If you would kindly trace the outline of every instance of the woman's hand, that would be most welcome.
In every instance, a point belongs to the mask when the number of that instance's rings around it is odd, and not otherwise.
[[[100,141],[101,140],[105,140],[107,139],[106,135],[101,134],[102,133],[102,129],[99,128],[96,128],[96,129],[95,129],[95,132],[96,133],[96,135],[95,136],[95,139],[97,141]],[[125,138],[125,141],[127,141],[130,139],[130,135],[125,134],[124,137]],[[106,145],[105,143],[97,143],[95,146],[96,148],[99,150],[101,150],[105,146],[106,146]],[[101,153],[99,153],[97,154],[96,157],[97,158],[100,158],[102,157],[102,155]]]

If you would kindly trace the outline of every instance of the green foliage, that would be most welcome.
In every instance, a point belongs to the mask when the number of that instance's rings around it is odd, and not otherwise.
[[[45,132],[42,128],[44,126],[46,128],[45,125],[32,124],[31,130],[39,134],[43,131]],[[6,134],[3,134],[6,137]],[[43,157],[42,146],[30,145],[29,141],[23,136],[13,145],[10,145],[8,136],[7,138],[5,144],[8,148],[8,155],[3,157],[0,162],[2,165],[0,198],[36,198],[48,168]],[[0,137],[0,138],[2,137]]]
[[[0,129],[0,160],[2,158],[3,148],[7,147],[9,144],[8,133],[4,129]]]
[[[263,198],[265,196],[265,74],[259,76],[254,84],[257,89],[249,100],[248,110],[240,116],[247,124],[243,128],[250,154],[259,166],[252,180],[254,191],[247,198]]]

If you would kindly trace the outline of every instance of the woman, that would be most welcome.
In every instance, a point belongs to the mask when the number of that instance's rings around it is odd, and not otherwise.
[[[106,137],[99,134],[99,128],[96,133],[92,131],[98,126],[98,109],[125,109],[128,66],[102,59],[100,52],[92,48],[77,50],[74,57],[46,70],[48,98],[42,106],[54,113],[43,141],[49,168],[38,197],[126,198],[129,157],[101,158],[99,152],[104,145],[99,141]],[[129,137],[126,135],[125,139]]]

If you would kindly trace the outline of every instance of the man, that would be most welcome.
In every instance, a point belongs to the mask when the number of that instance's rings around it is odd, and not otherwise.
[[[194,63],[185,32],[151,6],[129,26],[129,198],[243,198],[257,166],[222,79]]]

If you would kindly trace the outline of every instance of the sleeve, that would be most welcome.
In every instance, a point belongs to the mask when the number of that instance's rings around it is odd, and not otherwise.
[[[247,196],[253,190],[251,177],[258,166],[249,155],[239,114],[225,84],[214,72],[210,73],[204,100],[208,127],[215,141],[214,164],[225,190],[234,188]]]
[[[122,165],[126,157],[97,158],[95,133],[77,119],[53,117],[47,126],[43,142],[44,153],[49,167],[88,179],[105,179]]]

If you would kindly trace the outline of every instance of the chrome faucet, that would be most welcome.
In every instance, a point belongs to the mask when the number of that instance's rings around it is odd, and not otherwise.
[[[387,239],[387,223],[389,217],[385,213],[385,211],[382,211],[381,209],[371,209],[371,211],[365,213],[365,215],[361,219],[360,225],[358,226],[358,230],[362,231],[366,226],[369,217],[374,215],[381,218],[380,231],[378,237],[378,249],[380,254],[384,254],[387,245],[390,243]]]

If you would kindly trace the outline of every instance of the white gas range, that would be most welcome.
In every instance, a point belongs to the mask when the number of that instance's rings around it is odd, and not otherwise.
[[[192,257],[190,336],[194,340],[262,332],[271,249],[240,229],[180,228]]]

★ ★ ★ ★ ★

Write out the entries above word for word.

If you would kindly trace the outline of every instance of the woman's hand, that would be most welcome.
In every instance, a point belongs to the mask when the number of that instance's rings around it is odd, and not otherwise.
[[[100,141],[101,140],[105,140],[107,139],[106,135],[101,134],[102,133],[102,129],[99,128],[96,128],[96,129],[95,129],[95,132],[96,133],[96,135],[95,136],[95,139],[97,141]],[[125,138],[125,141],[127,141],[130,139],[130,135],[125,134],[124,137]],[[106,145],[105,143],[97,143],[95,146],[96,148],[99,150],[101,150],[105,146],[106,146]],[[101,153],[99,153],[97,154],[96,157],[97,158],[100,158],[102,157],[102,155]]]

If you would kindly trace the outline of every instance of the green foliage, that would be most welcome.
In every instance, a point belongs to the mask when the number of that instance's rings around it is odd, and not otherwise.
[[[45,132],[42,128],[44,126],[46,128],[45,125],[32,124],[31,130],[39,134],[43,131]],[[6,134],[3,134],[6,137]],[[43,157],[42,146],[30,145],[29,141],[23,136],[13,145],[10,145],[8,136],[7,138],[5,144],[8,148],[8,155],[3,157],[0,162],[2,165],[0,198],[36,198],[48,168]],[[0,137],[0,138],[2,137]]]
[[[0,129],[0,160],[2,158],[3,148],[7,147],[9,144],[8,133],[4,129]]]
[[[263,198],[265,196],[265,74],[259,76],[254,84],[257,89],[249,100],[248,110],[240,116],[247,124],[243,128],[250,154],[259,166],[252,180],[254,191],[247,198]]]

If you would kindly trace the outline of every instance of the woman, that would be most welcome.
In every instance, a point belongs to the mask when the number of that instance's rings around it is odd, and not otherwise.
[[[106,137],[99,134],[99,128],[96,133],[92,131],[98,126],[98,109],[125,109],[128,66],[102,59],[100,52],[92,48],[77,50],[74,57],[46,70],[48,98],[42,106],[54,113],[43,141],[49,168],[38,197],[126,198],[129,157],[101,158],[99,152],[104,145],[99,141]],[[129,137],[126,135],[125,139]]]

If you would kindly trace the outline of every instance of the man, that would be most welcome.
In every instance, a point belongs to the mask when the number of that instance's rings around it is odd, and not otherwise.
[[[194,63],[185,32],[151,6],[129,26],[129,198],[243,198],[257,166],[222,79]]]

If you would kindly trace the outline of every instance of the sleeve, that would be most welcome.
In every instance, a point belongs to the mask when the number of that instance's rings around it is odd, and not otherwise.
[[[247,196],[253,190],[251,177],[258,166],[249,155],[239,114],[225,84],[214,72],[210,73],[204,100],[208,127],[215,141],[214,164],[225,190],[234,188]]]
[[[122,165],[126,157],[97,158],[95,133],[77,119],[53,117],[47,126],[43,142],[44,153],[49,167],[88,179],[105,179]]]

If you would kindly trace the outline of every instance of the chrome faucet, that would be most welcome.
In every instance, a point belongs to the mask when the number of that instance's rings around it is odd, and not otherwise.
[[[387,239],[387,223],[389,217],[385,213],[385,211],[382,211],[381,209],[371,209],[371,211],[365,213],[365,215],[361,219],[360,225],[358,226],[358,230],[362,231],[366,226],[369,217],[374,215],[381,218],[380,231],[378,237],[378,249],[380,254],[384,254],[387,245],[390,243]]]

If you would kindly trace the outline of every instance of the white gas range, that would be most welcome.
In every instance, a point belongs to the mask when the number of that instance's rings around it is odd, and not otherwise.
[[[192,257],[190,336],[194,340],[262,332],[271,249],[240,229],[180,228]]]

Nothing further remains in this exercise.